* Excerpt to read
- Opening Delimiter -

Okay, so I just got back from a vacation in Palm Springs and other than riding on an airplane out there (and coincidentally on the way back as well), this fascinating anecdote has nothing to do with actual flight. But it's a good story and I don't really want to call a Psychopedia entry How to Be Racist because some people have found the Psychopedia through Googling and I'd hate that to show up at the top of a search result.
On the first day that I was in Palm Springs, I went on a tour of the stars' homes. I know, you're thinking this must have been the most glamorous thing imaginable but in actuality it turned out to be a cross between hilarious and appalling. First off, our tour guide Ed (his quotations will be in parentheses) was a hundred and eleventy years old and his idea of a movie star was Marie Dressler. Marie Dressler! ("Yes sir, here's where Tugboat Annie lived!") So I just went and looked up Marie Dressler and here's something: she was born in 1868 and Tugboat Annie was made in 1933, which was in fact the last year whoever the hell Marie Dressler is even MADE movies. Who exactly did Ed think was on this bus? Grandma Moses? Methuselah? Joan Rivers? Though I confess I would like to see her 1918 opus, Red Cross Nurse.

- Closing Delimiter -

* Provided information
- Opening Delimiter -

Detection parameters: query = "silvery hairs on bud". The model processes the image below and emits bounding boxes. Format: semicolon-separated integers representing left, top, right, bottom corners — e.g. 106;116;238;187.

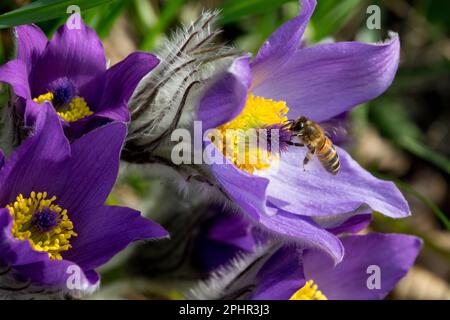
122;11;239;202
0;267;92;300
186;242;281;300
123;11;237;163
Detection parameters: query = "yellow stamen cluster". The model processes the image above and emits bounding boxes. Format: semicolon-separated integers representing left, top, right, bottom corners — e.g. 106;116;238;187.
214;93;289;173
33;92;94;122
289;280;327;300
6;191;77;260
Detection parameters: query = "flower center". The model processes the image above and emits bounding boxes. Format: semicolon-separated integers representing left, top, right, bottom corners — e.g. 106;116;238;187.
213;93;290;173
289;280;328;300
33;78;93;122
6;191;77;260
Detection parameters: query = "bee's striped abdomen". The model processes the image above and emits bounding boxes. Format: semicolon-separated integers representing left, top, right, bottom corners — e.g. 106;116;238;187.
316;136;340;174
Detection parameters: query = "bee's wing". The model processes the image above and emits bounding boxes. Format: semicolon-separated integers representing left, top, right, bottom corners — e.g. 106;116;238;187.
320;117;348;143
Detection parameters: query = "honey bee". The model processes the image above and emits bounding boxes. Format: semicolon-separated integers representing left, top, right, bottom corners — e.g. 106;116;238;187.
285;116;340;175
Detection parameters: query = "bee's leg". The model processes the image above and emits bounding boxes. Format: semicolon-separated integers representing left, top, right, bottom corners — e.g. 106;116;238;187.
303;148;316;171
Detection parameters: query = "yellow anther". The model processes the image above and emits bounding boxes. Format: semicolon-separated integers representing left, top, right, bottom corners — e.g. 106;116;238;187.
289;280;327;300
213;94;289;173
6;191;77;260
33;92;94;122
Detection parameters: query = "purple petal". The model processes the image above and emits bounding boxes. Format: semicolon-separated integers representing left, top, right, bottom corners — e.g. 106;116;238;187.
210;141;343;262
258;210;344;263
0;60;31;99
58;122;127;213
64;206;168;270
251;246;305;300
14;25;48;72
304;233;422;300
81;52;159;122
327;214;372;235
205;211;256;252
30;14;106;96
253;36;400;122
0;104;70;206
0;209;98;291
0;149;5;170
251;0;316;88
197;57;252;130
261;147;410;218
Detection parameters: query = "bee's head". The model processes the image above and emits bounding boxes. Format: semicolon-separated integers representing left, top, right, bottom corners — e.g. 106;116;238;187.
291;116;308;136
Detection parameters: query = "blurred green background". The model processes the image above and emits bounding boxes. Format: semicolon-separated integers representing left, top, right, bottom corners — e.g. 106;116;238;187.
0;0;450;299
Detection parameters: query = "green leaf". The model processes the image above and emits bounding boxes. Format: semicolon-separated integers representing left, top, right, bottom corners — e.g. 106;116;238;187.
0;0;113;28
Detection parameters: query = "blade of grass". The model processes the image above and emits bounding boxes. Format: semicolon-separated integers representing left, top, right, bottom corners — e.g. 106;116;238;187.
0;0;113;28
89;0;130;39
371;170;450;231
369;98;450;175
311;0;366;41
220;0;292;24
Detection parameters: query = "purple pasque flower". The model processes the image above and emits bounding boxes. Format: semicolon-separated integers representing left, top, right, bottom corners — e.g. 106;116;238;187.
198;0;404;261
0;14;159;139
0;100;167;294
191;212;422;300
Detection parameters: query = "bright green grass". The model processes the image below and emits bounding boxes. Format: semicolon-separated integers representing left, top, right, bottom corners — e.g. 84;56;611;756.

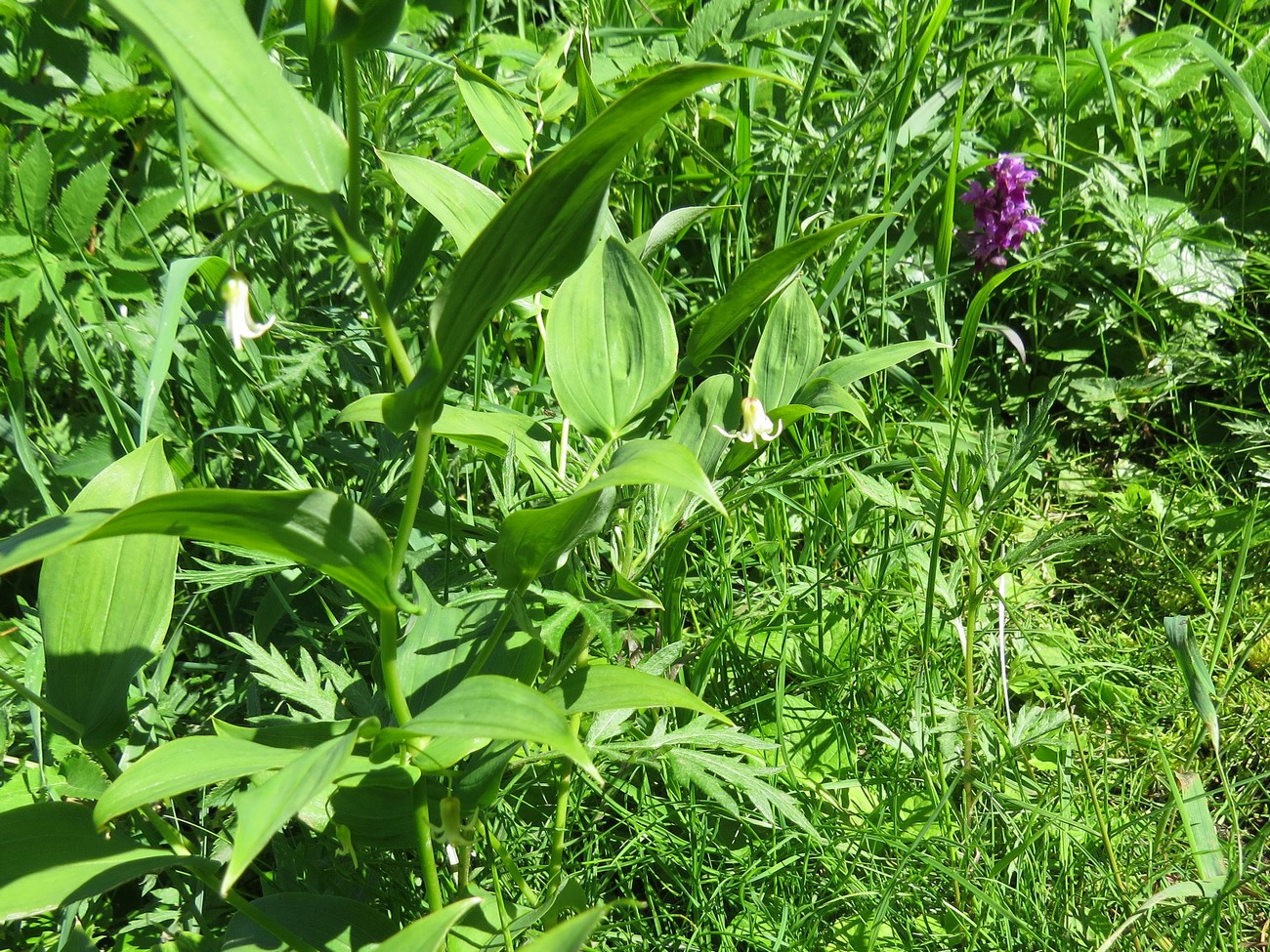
0;0;1270;952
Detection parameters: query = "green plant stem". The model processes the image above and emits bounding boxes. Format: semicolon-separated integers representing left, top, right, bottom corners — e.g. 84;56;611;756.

- Closing Delimiter -

* Activity 1
Quote the Palm Springs account word for word, from "Okay, so I just" through "a search result.", inclusive.
* Activity 2
Extend the Palm Springs account past its final sentence.

* Expected answer 1
Okay, so I just got back from a vacation in Palm Springs and other than riding on an airplane out there (and coincidentally on the way back as well), this fascinating anecdote has nothing to do with actual flight. But it's a good story and I don't really want to call a Psychopedia entry How to Be Racist because some people have found the Psychopedia through Googling and I'd hate that to show up at the top of a search result.

* Expected answer 2
ANYWAY, that was Marie Dressler's house. We also saw a house Marilyn Monroe lived in for twenty minutes ("I used to come here and watch her get the mail. Or male. If you get my joke") and Madonna's Palm Springs cottage ("there goes the neighborhood") and also where Liberace died, which was just this funny little house with a GINORMOUS candelabra in the front and Elvis' honeymoon house ("I didn't get Elvis.") We drove by one of Paul Newman's places and everone on the fucking bus "awwwwww"ed like he was their freshly-dead uncle or something so then when we drove by Lucille Ball's house, I "waaaaahhhhh"ed appropriately, but no one laughed because people just don't get me.
We also visited some famous mid-century modern buildings ("I guess all I can say about modernism is that beauty is in the eye of the beholder.... now, have I told you about Marie Dressler?") and sites of old hotels and racquet clubs that aren't there anymore - seriously, we were parked in front of a hospital for twenty minutes while Ed told us about how he and his friend the tennis pro used to "do the joints" and run into Eddie Cantor or somebody and it was all just insanely tedious in a smells-like-mothballs way.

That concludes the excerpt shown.